___ Seitenauszug ___
Fassmacher heißen in Franken bis heute zumeist Büttner, historisch oder geographisch waren aber auch weitere Bezeichnungen für dieses Handwerk verbreitet: Böttcher, Fassbinder, Küfer, Küfner oder Schäffler. Natürlich kam den Büttnern besonders in Weinbaugegendeneine große Bedeutung zu. Die Herstellung, Lagerung und der Transport des Rebensafts erforderte Sammel- und Verarbeitungsbehälter in großer Zahl. Aber auch sonst waren die vom Büttner gefertigten Holzgefäße (Eimer, Kannen, Fässer, Bottiche) aus dem früheren Alltag nicht wegzudenken. Diese sog. Daubengefäße oder -gebinde bestehen im Wesentlichen aus zusammengefügten Brettern, den Dauben, die, gehöhlt und gebogen, mit biegsamen Zweigen und später mit Eisenreifen gebunden wurden.
___ Datensatzauszüge ___
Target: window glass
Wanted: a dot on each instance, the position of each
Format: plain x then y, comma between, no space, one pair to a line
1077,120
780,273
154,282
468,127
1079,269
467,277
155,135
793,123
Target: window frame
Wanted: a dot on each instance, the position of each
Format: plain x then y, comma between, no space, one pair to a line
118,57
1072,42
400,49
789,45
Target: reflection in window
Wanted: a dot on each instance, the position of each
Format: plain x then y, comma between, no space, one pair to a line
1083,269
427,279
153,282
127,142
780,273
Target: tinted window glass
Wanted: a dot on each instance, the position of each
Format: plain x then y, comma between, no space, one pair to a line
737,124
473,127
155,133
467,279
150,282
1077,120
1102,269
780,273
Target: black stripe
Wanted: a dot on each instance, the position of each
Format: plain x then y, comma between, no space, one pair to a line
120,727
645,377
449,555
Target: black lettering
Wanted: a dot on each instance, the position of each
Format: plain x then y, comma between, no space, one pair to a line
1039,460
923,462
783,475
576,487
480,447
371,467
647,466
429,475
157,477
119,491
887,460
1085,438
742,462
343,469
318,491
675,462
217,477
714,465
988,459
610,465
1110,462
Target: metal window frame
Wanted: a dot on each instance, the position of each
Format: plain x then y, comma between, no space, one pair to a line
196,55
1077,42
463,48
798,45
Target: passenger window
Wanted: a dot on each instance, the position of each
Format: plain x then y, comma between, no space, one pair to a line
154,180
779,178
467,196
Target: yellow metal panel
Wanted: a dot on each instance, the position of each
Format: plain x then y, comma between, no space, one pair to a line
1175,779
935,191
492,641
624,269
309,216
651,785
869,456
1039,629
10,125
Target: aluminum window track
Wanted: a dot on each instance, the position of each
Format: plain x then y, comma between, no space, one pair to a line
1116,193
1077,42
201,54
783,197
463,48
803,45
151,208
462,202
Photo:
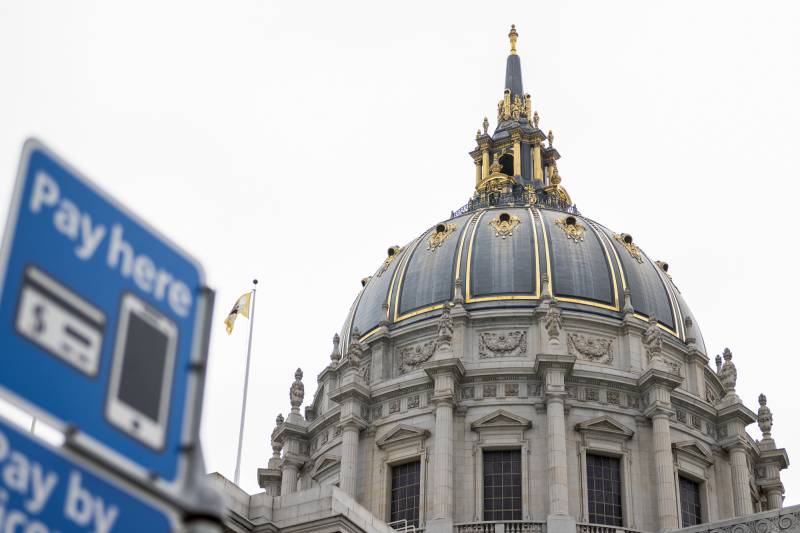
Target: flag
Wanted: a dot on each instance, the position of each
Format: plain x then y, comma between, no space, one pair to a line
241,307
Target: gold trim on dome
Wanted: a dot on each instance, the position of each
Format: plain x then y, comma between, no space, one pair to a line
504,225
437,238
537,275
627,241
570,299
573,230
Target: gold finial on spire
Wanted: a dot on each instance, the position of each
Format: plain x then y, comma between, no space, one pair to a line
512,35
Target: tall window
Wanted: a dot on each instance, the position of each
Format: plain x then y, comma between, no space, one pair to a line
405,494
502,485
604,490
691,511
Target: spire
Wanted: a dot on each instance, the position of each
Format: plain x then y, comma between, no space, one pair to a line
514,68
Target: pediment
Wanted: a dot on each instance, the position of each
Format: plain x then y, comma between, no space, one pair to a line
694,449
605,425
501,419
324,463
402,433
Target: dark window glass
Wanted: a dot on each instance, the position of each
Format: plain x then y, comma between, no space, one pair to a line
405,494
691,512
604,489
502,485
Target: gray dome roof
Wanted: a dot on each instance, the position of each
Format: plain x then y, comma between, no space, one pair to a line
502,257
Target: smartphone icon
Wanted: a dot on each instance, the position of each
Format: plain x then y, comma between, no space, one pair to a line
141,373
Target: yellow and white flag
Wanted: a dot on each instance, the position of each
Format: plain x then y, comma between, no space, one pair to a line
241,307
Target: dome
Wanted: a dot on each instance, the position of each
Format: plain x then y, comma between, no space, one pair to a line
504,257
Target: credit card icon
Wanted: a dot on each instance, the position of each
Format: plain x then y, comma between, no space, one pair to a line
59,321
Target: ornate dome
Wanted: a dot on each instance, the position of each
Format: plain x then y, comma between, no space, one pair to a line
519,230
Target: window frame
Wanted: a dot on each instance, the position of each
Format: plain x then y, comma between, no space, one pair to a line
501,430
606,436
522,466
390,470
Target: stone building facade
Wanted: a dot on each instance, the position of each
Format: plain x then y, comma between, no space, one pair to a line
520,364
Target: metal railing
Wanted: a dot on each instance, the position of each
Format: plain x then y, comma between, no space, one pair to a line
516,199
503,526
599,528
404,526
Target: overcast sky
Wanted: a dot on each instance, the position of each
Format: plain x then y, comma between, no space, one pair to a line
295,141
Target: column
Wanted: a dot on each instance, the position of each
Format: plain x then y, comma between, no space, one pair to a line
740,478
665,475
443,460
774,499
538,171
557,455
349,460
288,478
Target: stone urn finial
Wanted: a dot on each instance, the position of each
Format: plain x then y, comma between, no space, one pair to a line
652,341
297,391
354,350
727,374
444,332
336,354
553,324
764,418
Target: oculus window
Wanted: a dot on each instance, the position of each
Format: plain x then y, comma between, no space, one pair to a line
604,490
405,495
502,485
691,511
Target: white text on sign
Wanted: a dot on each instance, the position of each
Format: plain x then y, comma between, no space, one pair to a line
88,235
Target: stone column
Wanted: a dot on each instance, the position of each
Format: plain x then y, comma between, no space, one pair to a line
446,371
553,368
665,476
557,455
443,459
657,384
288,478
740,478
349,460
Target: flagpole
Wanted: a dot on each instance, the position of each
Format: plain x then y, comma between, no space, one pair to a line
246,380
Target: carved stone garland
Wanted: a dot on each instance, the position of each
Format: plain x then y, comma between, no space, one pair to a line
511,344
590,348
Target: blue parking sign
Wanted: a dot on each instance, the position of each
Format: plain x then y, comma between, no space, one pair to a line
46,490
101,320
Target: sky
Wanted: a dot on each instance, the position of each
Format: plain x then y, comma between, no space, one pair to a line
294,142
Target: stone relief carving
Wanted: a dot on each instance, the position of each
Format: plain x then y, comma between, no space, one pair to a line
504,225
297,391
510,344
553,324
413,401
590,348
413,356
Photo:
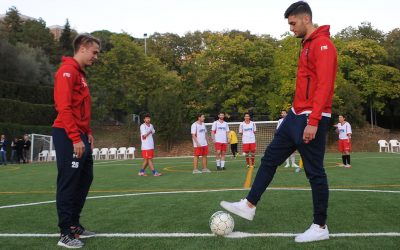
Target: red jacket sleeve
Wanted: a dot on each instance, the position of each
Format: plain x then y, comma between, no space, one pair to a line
___
**Gestellte Aufgabe 1**.
Womit wurden die Dauben laut dem Text über das Büttnerhandwerk gebunden?
**Gestellte Aufgabe 2**.
Wiederhole wortgetreu einen Abschnitt aus dem Text über das Büttnerhandwerk: Setze bei den Worten „Fassmacher heißen in“ ein und höre nach den Worten „Eisenreifen gebunden wurden.“ auf.

**Schriftliche Lösung 1**.
Mit biegsamen Zweigen und später mit Eisenreifen.

**Schriftliche Lösung 2**.
Fassmacher heißen in Franken bis heute zumeist Büttner, historisch oder geographisch waren aber auch weitere Bezeichnungen für dieses Handwerk verbreitet: Böttcher, Fassbinder, Küfer, Küfner oder Schäffler. Natürlich kam den Büttnern besonders in Weinbaugegendeneine große Bedeutung zu. Die Herstellung, Lagerung und der Transport des Rebensafts erforderte Sammel- und Verarbeitungsbehälter in großer Zahl. Aber auch sonst waren die vom Büttner gefertigten Holzgefäße (Eimer, Kannen, Fässer, Bottiche) aus dem früheren Alltag nicht wegzudenken. Diese sog. Daubengefäße oder -gebinde bestehen im Wesentlichen aus zusammengefügten Brettern, den Dauben, die, gehöhlt und gebogen, mit biegsamen Zweigen und später mit Eisenreifen gebunden wurden.